Each line from the one that contains "# report x and" to the end of the material must be set down exactly, and no line before it.

· · · ·

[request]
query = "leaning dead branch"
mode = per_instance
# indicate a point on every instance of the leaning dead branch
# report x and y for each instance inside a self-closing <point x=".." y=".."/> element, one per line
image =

· · · ·

#### REPLY TO THE EXERCISE:
# report x and y for each instance inside a self-closing <point x=".." y=".."/> element, one per line
image =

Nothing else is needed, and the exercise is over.